* **OP TE LOSSEN**: Zet al het onderstaande materiaal om in een JSON-lijst van strings, met elke regel als aparte string. Laat lege regels weg.

* **GETOOND MATERIAAL**:

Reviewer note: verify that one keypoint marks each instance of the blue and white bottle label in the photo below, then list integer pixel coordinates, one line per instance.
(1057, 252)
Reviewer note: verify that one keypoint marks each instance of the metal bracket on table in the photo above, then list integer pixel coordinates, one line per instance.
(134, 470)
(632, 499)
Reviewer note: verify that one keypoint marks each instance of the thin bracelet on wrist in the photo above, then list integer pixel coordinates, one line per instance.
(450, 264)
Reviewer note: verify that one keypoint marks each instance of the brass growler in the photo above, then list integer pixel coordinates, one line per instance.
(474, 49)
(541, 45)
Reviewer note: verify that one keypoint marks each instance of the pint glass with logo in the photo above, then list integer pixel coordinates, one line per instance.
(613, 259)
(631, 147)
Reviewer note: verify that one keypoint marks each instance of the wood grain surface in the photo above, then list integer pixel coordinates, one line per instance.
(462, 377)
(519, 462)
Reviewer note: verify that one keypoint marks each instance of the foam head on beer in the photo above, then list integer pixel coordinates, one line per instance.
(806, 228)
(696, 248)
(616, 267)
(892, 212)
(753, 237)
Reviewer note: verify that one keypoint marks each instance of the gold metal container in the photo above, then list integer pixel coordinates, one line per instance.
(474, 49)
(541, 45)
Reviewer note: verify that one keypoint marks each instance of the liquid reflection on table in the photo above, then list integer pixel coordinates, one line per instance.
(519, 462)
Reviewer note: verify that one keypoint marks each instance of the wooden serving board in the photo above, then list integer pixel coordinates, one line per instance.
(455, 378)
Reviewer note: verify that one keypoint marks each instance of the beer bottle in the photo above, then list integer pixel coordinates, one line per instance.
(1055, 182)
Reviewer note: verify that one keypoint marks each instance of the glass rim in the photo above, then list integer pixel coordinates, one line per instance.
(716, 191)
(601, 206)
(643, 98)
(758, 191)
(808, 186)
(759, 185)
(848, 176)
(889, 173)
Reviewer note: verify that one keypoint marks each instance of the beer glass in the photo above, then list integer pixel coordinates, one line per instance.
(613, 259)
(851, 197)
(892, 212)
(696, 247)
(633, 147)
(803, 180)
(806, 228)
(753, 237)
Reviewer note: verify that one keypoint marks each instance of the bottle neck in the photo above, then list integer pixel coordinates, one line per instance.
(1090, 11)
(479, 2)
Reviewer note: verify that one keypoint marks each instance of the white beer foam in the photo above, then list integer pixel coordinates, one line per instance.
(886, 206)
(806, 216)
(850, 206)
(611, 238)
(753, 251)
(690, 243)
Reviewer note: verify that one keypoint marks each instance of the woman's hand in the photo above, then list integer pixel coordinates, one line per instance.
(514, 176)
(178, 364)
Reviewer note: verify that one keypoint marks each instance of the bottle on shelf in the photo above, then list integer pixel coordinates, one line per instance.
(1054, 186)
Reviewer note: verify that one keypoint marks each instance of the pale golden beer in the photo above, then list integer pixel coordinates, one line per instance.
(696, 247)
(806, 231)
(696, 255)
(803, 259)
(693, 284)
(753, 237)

* **UITGEWERKTE OPGAVE**:
[
  "Reviewer note: verify that one keypoint marks each instance of the blue and white bottle label in the photo below, then list integer pixel coordinates, one line per instance.",
  "(1057, 252)",
  "Reviewer note: verify that one keypoint marks each instance of the metal bracket on table in the photo above, then list integer pixel coordinates, one line per instance.",
  "(134, 470)",
  "(632, 499)",
  "Reviewer note: verify that one keypoint marks each instance of the thin bracelet on wrist in the photo above, then list integer pixel coordinates, one line per instance.",
  "(450, 264)",
  "Reviewer note: verify that one keypoint marks each instance of the brass growler in the photo above, then list integer pixel coordinates, one line per instance.",
  "(474, 49)",
  "(541, 45)",
  "Reviewer note: verify that one keypoint marks each instance of the pint glass with logo in the photo above, then list integer pixel coordinates, one line per instance.",
  "(613, 259)",
  "(631, 147)",
  "Reviewer note: verify that one keypoint marks each instance of the wood grain surface in the photo above, then list integer pixel coordinates, one line per instance.",
  "(462, 377)",
  "(519, 462)",
  "Reviewer note: verify that one keypoint marks each instance of the foam head on beer in the photo above, then list integer pixel coordinates, one line per instance.",
  "(806, 228)",
  "(696, 248)",
  "(616, 267)",
  "(892, 212)",
  "(753, 237)",
  "Reviewer note: verify that one keypoint marks each instance of the gold metal container in the photo above, then list integer pixel coordinates, one line per instance.",
  "(474, 49)",
  "(541, 45)",
  "Reviewer note: verify that one keypoint marks each instance of the liquid reflection on table in the photo above, then list integer pixel coordinates, one line per instance.",
  "(519, 462)",
  "Reviewer note: verify that one keypoint marks each instance of the wooden serving board in the photo above, then list integer pixel coordinates, one line per instance.",
  "(455, 378)",
  "Reviewer note: verify that one keypoint marks each instance of the beer bottle in the photo above, then list integer pixel coordinates, one line per instance.",
  "(1055, 182)",
  "Reviewer note: verify that one keypoint marks each instance of the glass rim in the photo above, then list integer pixel coordinates, one line per instance.",
  "(716, 191)",
  "(601, 206)",
  "(643, 98)",
  "(758, 191)",
  "(808, 186)",
  "(759, 185)",
  "(848, 176)",
  "(889, 173)",
  "Reviewer note: verify that one keypoint marks each instance of the beer glass in the photo above, then list integer pixel coordinates, one line per instance.",
  "(613, 259)",
  "(851, 197)",
  "(892, 212)",
  "(696, 247)",
  "(633, 147)",
  "(803, 180)",
  "(806, 228)",
  "(753, 237)",
  "Reviewer note: verify that one keypoint marks each instance of the bottle neck in the photo above, then list integer pixel coordinates, one line per instance.",
  "(1090, 11)",
  "(479, 2)",
  "Reviewer note: verify that one keypoint marks each instance of the white beer foam in the photo above, then list integer pixel coordinates, one line per instance.",
  "(886, 206)",
  "(806, 216)",
  "(850, 206)",
  "(611, 238)",
  "(753, 251)",
  "(690, 243)",
  "Reviewer note: verify that one keypoint marks each instance of the woman's hand in the photo above, then list integer pixel coordinates, one line per instance.",
  "(514, 176)",
  "(178, 364)",
  "Reviewer note: verify that one keypoint marks each instance of the bottle on shelf in the photo above, then list integer pixel coordinates, one line per instance.",
  "(1054, 186)",
  "Reviewer note: verify that one keypoint marks each instance of the pale golden beer in the photo above, then list integer pixel coordinates, one line per instance.",
  "(696, 247)",
  "(806, 231)",
  "(696, 255)",
  "(803, 259)",
  "(693, 284)",
  "(753, 237)"
]